==== Information provided ====
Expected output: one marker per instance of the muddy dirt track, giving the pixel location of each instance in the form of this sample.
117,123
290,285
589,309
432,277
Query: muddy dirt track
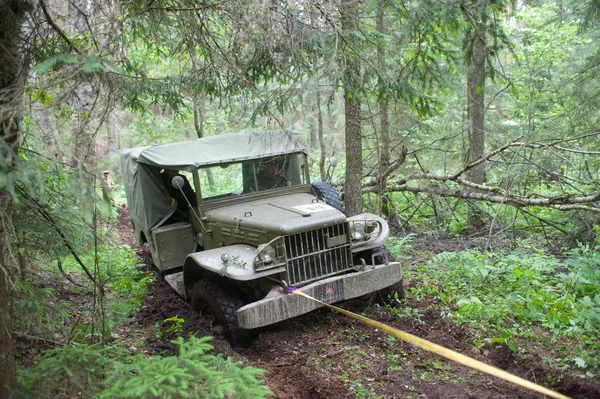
327,355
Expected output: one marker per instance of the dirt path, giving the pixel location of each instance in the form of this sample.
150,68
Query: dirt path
327,355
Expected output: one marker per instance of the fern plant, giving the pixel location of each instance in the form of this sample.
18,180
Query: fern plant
193,373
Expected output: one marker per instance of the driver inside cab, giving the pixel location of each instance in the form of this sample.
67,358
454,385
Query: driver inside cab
271,174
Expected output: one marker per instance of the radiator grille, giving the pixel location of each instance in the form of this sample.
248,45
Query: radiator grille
318,253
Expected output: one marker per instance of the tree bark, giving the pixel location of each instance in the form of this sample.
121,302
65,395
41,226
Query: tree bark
322,146
111,133
83,99
476,112
11,99
354,166
384,154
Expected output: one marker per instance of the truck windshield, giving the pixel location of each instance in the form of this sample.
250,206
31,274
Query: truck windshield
253,176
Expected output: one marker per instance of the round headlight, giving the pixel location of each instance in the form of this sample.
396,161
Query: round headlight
267,254
357,231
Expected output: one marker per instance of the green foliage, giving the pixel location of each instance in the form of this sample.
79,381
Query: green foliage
91,371
35,310
520,293
193,373
174,324
71,371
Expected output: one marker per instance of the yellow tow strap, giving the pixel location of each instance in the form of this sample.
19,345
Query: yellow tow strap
440,350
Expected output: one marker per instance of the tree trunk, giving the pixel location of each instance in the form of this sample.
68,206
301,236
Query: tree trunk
198,126
321,138
354,166
111,133
384,155
11,98
476,113
46,128
83,100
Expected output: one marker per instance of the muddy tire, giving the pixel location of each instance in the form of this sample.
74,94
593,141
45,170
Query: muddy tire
382,257
379,255
325,192
217,297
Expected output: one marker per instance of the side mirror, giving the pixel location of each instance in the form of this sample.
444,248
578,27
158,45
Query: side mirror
177,182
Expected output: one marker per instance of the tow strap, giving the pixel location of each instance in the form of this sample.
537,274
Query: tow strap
435,348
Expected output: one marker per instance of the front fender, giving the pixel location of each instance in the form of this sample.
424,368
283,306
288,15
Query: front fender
381,233
240,266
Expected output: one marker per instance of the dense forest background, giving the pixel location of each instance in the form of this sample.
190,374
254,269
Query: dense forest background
459,120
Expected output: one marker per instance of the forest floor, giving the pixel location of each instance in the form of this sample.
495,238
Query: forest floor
328,355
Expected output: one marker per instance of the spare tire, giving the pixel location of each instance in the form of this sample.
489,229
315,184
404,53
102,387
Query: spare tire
325,192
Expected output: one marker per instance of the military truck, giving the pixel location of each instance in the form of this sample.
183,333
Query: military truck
251,223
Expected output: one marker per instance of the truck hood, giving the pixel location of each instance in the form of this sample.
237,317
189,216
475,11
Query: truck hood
281,214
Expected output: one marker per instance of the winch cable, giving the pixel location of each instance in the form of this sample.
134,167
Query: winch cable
435,348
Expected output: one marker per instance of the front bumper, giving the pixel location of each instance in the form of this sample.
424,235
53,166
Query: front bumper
279,306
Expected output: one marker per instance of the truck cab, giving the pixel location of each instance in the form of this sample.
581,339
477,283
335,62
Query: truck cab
252,222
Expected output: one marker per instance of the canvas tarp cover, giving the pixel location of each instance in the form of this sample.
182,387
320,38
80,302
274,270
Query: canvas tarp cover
192,155
147,196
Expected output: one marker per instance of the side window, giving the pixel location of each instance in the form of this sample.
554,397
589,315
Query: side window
221,181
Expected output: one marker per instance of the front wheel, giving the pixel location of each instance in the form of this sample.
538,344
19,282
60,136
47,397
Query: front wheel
219,298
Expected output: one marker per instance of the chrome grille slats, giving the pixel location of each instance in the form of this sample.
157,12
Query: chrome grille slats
318,253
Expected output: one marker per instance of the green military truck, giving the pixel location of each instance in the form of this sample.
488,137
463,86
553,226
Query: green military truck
250,221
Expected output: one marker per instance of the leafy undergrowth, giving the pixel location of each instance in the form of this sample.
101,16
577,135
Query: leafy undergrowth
523,297
530,302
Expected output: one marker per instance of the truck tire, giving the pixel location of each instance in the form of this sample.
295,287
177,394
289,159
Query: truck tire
215,296
325,192
381,296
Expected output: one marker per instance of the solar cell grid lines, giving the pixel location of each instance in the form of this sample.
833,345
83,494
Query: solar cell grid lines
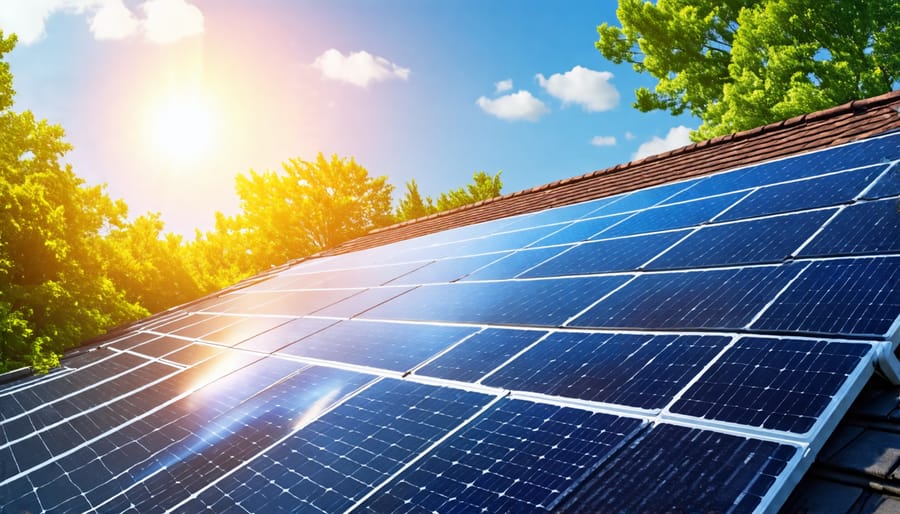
686,347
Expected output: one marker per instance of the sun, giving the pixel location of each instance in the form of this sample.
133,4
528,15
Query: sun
182,128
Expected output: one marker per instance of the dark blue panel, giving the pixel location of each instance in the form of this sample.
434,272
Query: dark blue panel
447,270
528,302
848,296
368,276
194,354
160,346
580,231
393,346
480,354
672,216
295,303
244,329
887,185
57,410
334,461
679,469
777,384
362,301
55,387
110,407
170,455
723,299
868,227
286,334
518,457
627,369
504,241
645,198
805,194
515,263
756,241
623,254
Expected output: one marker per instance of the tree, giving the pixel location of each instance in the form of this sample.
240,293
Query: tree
412,205
310,206
55,290
483,187
739,64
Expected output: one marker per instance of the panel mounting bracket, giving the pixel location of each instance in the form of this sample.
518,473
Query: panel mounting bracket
887,363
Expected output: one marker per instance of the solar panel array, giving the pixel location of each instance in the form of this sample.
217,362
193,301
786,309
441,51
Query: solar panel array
683,347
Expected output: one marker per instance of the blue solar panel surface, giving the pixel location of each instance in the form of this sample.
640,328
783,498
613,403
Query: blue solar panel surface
684,347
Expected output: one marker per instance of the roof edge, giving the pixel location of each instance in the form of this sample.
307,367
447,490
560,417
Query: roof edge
846,108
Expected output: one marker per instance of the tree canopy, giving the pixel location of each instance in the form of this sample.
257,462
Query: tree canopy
483,187
739,64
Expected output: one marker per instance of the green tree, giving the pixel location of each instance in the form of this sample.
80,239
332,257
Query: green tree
54,288
149,266
412,205
309,206
740,64
483,187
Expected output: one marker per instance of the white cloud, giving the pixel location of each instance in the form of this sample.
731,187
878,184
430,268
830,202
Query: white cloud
168,21
588,88
113,21
604,141
677,137
503,86
358,68
165,21
516,106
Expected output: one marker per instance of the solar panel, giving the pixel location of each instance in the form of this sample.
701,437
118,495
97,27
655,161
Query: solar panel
759,241
626,369
683,347
805,194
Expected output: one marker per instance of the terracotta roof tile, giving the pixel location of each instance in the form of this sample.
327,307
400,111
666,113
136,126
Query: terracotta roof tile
837,125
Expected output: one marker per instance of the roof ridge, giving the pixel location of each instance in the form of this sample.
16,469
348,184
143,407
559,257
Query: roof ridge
848,109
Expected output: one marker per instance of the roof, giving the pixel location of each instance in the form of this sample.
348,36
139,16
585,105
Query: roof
841,124
417,374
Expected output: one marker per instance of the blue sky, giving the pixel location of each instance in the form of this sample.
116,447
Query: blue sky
411,89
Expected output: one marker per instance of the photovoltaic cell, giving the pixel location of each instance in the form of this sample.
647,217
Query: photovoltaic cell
680,469
46,391
644,198
642,371
515,263
533,302
480,354
393,346
562,214
580,230
867,227
286,334
887,185
623,254
846,296
806,194
764,240
244,329
246,422
672,216
362,301
712,299
335,460
777,384
447,270
518,457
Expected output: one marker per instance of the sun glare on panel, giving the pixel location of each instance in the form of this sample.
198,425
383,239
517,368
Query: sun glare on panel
183,127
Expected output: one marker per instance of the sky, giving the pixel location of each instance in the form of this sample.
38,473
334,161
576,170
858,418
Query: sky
166,101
====
Aim of the task: Output the whole listing without change. Any picture is to be left out.

Your response:
Expected output: one marker per instance of the muddy dirt track, giving the pixel location of each instance in the form of this sample.
117,123
290,285
589,309
432,277
Query: muddy dirt track
327,355
Expected output: one marker per instance of the dirt path, giving the pixel location of each instance in the form of this sample.
150,68
Query: dirt path
327,355
Expected output: one marker per instance of the fern plant, giving the pixel location of each instance in the form of this sample.
18,180
Query: fern plant
193,373
Expected output: one marker per instance of the driver inside cab, giving the pixel location of each instance in the form of this sample.
67,358
454,385
Query: driver inside cab
271,174
Expected output: one marker per instance of the radiator grille, giving the pixel location of each instance in the form of this sample.
248,45
Query: radiator grille
318,253
Expected output: one marker per instance of the tree bark, giving the pixel location of each instance in the form of this sample.
121,302
65,395
41,226
Query: tree bark
322,146
111,133
83,99
476,112
11,99
354,166
384,154
Expected output: one marker per instance of the truck windshield, giving the pixel location of each instance in the form of this sample.
250,206
31,274
Query: truck windshield
253,176
Expected output: one marker per instance of the round headlight, giving the pixel location of each instance in the form of this sample.
396,161
Query: round headlight
267,254
357,231
Expected output: one marker per instance of the green foliage, giving the pixel location of each instance in the form of this sample.
79,381
Query: green foliage
91,371
35,310
520,293
193,373
174,324
71,371
Expected output: one marker per instance of the yellow tow strap, giving the pixel location of each instance in the form of this sample.
19,345
Query: yellow tow strap
440,350
Expected output: one marker per instance of the tree trunk, giving the pixel location of each instance in the form of this sample.
68,206
301,236
Query: tree trunk
198,126
321,138
354,166
111,133
384,155
11,98
476,113
46,128
83,100
Expected output: one marker per instance of the muddy tire, giving the pixel location of each instance in the form of this sample.
74,94
593,141
45,170
Query: muddy tire
382,257
379,255
325,192
217,297
Expected output: one marker per instance of the side mirror, giving the pixel location of each instance in the form of this sample.
444,248
578,27
158,45
Query: side mirror
177,182
Expected output: one marker per instance of the tow strap, giving the pixel location of each instance in the form of this sample.
537,274
Query: tow strap
435,348
Expected output: one marker per instance of the front fender, giving the pixel location of each instance in the form of this sample.
424,368
283,306
288,15
Query: front fender
381,233
240,266
Expected output: one marker per instance of the dense forest background, giving the pixel location of each instance in the form of this sample.
190,374
254,269
Query: dense forest background
459,120
Expected output: one marker per instance of the forest floor, giving the pixel location of each instance in the form of this sample.
495,238
Query: forest floor
328,355
Expected output: one marker per instance of the spare tire, giving the pixel location of each instance in the form of this sample.
489,229
315,184
404,53
102,387
Query: spare tire
325,192
Expected output: one marker per instance of the military truck, giving the pixel location of each instance in the form of this sample.
183,333
Query: military truck
251,223
Expected output: one marker per instance of the truck hood, giving the pixel location of each instance in the form of this sample.
237,317
189,216
475,11
Query: truck hood
281,214
Expected output: one marker per instance of the winch cable, giving the pixel location of each instance in the form of this sample.
134,167
Query: winch cable
435,348
Expected output: one marker per instance of the front bumper, giving the pixel location of each instance in the form of this sample.
424,235
53,166
Query: front bumper
279,306
Expected output: one marker per instance of the truck cab, giving the pixel location of each instance in the form of this sample.
581,339
477,283
335,62
Query: truck cab
252,222
Expected output: one marker per instance of the canvas tarp cover, giving the pixel location of each instance in the form of this sample.
182,387
320,38
80,302
274,270
Query: canvas tarp cover
192,155
147,196
Expected output: one marker per instance of the side window, giving the pixel location of each instance in the form of this sample.
554,397
589,315
Query: side window
221,181
Expected output: one marker per instance of the front wheel, giving the pixel location of each instance in the form of this sample.
538,344
19,282
60,136
47,397
Query: front wheel
219,298
Expected output: one marker per instance of the chrome grille slats, giving the pixel location of each instance in the form of this sample.
157,12
Query: chrome grille slats
318,253
Expected output: one marker per instance of the green military truck, giving the pixel location of each instance in the form of this sample.
488,137
463,86
553,226
Query: green military truck
250,221
Expected output: one marker per instance of the leafy undergrowth, giving the pixel location of each instance in the form of this sample.
101,16
577,135
Query: leafy undergrowth
523,297
530,302
Expected output: one marker per instance of the truck tire, giving the pixel location of each instance in the form of this sample.
295,287
177,394
289,159
Query: truck tire
215,296
325,192
381,296
Expected output: one marker per instance of the solar cell grid lines, giving the pixel location of each instance in the form of this sample.
833,345
83,494
Query: solar cell grid lines
686,347
Expected output: one marker per instance of the sun, giving the pixel location of each instance in the form of this sample.
133,4
528,15
Query: sun
182,128
Expected output: one marker per instance of the dark blue panel, giving the pixel location of each instance in the form of this sample.
434,272
Query: dark blue panel
447,270
528,302
848,296
368,276
194,354
160,346
580,231
393,346
480,354
672,216
295,303
244,329
887,185
57,410
334,461
679,469
777,384
362,301
55,387
110,407
170,455
723,299
868,227
286,334
518,457
627,369
504,241
645,198
805,194
515,263
756,241
623,254
Expected output: one marker per instance of the tree, giving the pixel location of each instance in the form of this sample.
240,293
Query: tree
412,205
310,206
55,290
483,187
739,64
Expected output: one marker per instance of the panel mounting bracket, giving the pixel location of each instance in the form of this sample.
518,473
Query: panel mounting bracket
887,363
Expected output: one marker per instance of the solar panel array, giving the pixel location of each instance in the form of this sample.
217,362
193,301
786,309
441,51
Query: solar panel array
683,347
Expected output: one marker per instance of the blue solar panel surface, giving the pixel location of each instance in the form of this sample.
640,328
783,498
613,403
Query: blue solar panel surface
684,347
Expected output: one marker per instance of the roof edge, giving the pixel location of each instance in the form of this sample.
307,367
447,490
560,417
Query: roof edge
846,108
Expected output: one marker per instance of the tree canopy, giving the pixel location of each instance in the form of this sample.
257,462
Query: tree canopy
483,187
739,64
Expected output: one marker per instance of the green tree, giving the pixel location of each instance in the form of this sample.
80,239
332,257
Query: green tree
54,288
149,266
412,205
309,206
740,64
483,187
Expected output: one marker per instance of the white cloud, giving the pixel location of each instance in the form of this sample.
731,187
878,184
430,268
830,202
Query: white cloud
168,21
588,88
113,21
604,141
677,137
503,86
358,68
165,21
516,106
Expected output: one marker per instance of the solar panel, giving the pixel location of each instance in the form of this sample.
701,437
118,495
97,27
655,161
Query: solar panel
759,241
626,369
683,347
805,194
Expected output: one marker per instance of the terracotta roof tile, giving the pixel location of each instance in the form of this sample.
327,307
400,111
666,113
136,126
Query: terracotta roof tile
837,125
Expected output: one marker per instance of the roof ridge, giving the pixel location of each instance in the form of this sample.
16,469
348,184
143,407
559,257
Query: roof ridge
848,109
Expected output: one marker per instance of the roof, giving the pixel location of each instance in the form of this sample.
348,36
139,16
585,105
Query: roof
841,124
417,374
Expected output: one marker per instance of the blue sky, giving the pixel location of each instance in the form of this sample.
116,447
Query: blue sky
411,89
Expected output: one marker per instance of the photovoltaic cell, giving the pixel location of each instance in the form of this sample.
647,217
Query: photovoltaic cell
680,469
46,391
644,198
642,371
515,263
533,302
480,354
393,346
562,214
580,230
867,227
286,334
887,185
623,254
846,296
806,194
764,240
244,329
246,422
672,216
362,301
712,299
335,460
777,384
447,270
518,457
Expected output: one marker per instance of the sun glare on panel, giving the pixel location of each instance in the form of this sample.
198,425
383,239
517,368
Query: sun glare on panel
183,127
Expected output: one marker per instance of the sky, giving the pixel location of each instance in the form of this sample.
38,473
334,161
576,170
858,418
Query: sky
166,101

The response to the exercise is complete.